The problem: In the records below, find the line that contains "Category: green lawn" and the line that contains "Category: long sleeve of dress", then retype exactly those two lines and every line between them.

Records from a data source:
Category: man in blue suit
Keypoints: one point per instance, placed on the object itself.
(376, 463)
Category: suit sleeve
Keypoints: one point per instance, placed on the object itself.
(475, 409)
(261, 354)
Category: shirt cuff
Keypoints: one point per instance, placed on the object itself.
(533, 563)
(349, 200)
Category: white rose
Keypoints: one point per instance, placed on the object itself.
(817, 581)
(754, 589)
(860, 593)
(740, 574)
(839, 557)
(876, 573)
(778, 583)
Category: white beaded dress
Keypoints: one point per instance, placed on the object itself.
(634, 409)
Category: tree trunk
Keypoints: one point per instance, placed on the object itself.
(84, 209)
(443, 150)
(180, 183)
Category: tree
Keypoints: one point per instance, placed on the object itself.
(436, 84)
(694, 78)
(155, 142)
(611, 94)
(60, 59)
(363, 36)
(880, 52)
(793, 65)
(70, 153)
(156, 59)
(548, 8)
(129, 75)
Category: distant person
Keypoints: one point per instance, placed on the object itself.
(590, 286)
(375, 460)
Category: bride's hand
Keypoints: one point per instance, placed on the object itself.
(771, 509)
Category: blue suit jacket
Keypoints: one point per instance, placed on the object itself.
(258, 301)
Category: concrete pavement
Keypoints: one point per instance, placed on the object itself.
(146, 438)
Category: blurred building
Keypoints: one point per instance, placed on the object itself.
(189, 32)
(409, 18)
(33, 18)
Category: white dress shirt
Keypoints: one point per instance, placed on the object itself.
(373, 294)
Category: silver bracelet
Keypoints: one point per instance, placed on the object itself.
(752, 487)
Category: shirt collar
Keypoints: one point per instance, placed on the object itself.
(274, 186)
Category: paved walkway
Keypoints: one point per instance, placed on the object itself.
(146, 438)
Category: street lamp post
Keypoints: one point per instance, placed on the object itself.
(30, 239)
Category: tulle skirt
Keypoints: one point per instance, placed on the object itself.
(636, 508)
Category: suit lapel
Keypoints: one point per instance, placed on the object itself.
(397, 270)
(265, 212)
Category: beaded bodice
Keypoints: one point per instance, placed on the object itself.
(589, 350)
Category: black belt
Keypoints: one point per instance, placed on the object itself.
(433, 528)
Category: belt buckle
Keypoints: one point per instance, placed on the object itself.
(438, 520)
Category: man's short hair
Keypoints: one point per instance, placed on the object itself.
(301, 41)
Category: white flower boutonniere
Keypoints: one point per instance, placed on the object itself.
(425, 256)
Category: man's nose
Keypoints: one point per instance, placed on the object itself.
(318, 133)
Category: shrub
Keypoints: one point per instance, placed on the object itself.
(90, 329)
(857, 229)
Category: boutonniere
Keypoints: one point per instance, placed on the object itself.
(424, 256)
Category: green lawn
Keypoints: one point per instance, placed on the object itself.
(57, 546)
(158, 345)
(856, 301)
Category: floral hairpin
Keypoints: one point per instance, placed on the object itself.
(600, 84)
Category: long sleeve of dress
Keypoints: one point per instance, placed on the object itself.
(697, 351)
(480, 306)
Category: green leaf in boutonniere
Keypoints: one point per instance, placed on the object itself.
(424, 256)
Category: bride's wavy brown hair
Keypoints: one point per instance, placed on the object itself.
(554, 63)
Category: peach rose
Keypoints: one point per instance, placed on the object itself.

Solved exercise:
Category: green lawn
Keypoints: one point per instance, placed on the object itself.
(57, 546)
(158, 345)
(856, 301)
Category: floral hairpin
Keypoints: one point per instance, placed on the object itself.
(600, 84)
Category: long sleeve of dress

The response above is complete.